Task goal: Reproduce all of the rows below character for character, line by line, without changing anything.

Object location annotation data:
■ ■ ■ ■ ■ ■ ■

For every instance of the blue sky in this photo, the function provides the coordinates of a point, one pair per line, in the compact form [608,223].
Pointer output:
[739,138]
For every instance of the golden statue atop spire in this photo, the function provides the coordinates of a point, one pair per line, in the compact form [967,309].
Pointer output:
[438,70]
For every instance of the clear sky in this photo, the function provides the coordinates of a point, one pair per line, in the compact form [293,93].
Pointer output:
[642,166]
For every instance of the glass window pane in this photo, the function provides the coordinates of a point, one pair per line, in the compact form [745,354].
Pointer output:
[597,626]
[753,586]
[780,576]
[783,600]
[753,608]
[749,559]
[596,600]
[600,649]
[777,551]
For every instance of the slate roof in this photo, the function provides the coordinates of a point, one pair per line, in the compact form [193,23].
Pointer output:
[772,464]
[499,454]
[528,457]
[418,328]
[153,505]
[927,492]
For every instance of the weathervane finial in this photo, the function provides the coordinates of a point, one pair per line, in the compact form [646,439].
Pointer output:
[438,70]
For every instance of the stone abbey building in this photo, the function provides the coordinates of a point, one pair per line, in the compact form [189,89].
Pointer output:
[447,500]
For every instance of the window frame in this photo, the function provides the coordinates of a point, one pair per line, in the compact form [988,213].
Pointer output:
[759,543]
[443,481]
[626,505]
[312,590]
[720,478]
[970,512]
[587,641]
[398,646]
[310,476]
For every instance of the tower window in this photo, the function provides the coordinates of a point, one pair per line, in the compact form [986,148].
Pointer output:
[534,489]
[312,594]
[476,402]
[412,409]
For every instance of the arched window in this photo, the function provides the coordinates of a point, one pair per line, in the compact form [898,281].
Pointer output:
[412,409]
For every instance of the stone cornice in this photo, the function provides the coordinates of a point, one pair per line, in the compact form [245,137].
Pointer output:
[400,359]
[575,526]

■ ■ ■ ■ ■ ■ ■

Solution to this problem:
For every instance of the blue sky in this photo, the function provides the coordinates of a point, one pair per line, in the compact form [608,223].
Pointer output:
[739,138]
For every instance of the golden statue atop spire in this photo, the function provides the coordinates of a point, one pair per line, in the compact form [967,309].
Pointer output:
[438,70]
For every instance of the clear sky in this photo, the function provides the coordinates of a point, one pair per line, in the compact form [293,93].
Pointer output:
[642,166]
For every instance of the glass window pane in this photo, the function provides the coordinates of a point, one pair per line, in the compact form [745,354].
Pointer output:
[597,626]
[753,586]
[780,576]
[783,600]
[753,608]
[749,559]
[596,600]
[600,649]
[777,551]
For every instance of the slate roof in this photo, the function provides the coordinates of a point, one pair per line, in the compact form [193,23].
Pointer output:
[772,464]
[499,454]
[528,457]
[418,328]
[153,505]
[927,492]
For every instance of the weathervane finial in this photo, the function provides the coordinates of a point, one pair per line, in the compact form [646,439].
Pointer output:
[438,70]
For every instance of the stone abbey building in this photo, the function provides the coordinates of a point, one pair per line, in the compact form [189,89].
Pointer output:
[447,500]
For every instance of the window frame in this photo, the function provides the coordinates of a point, one pair per line, in the compact form [988,213].
Pointer output:
[759,543]
[443,481]
[626,505]
[312,590]
[720,478]
[970,512]
[587,641]
[398,646]
[310,476]
For every instance of the tower window in this photo, the function provides the coordinates of a point, one pair per line, in the compact form [986,148].
Pointer output:
[534,489]
[312,594]
[476,402]
[412,409]
For every instance of the arched window in this photo, the function provides the coordinates of a point, one pair per line, in the compact form [898,281].
Pointer output:
[412,409]
For every instance of the stone cornice in this photo, the function provides the coordinates of a point, one pair per line, in the compact form [245,137].
Pointer output:
[400,359]
[575,526]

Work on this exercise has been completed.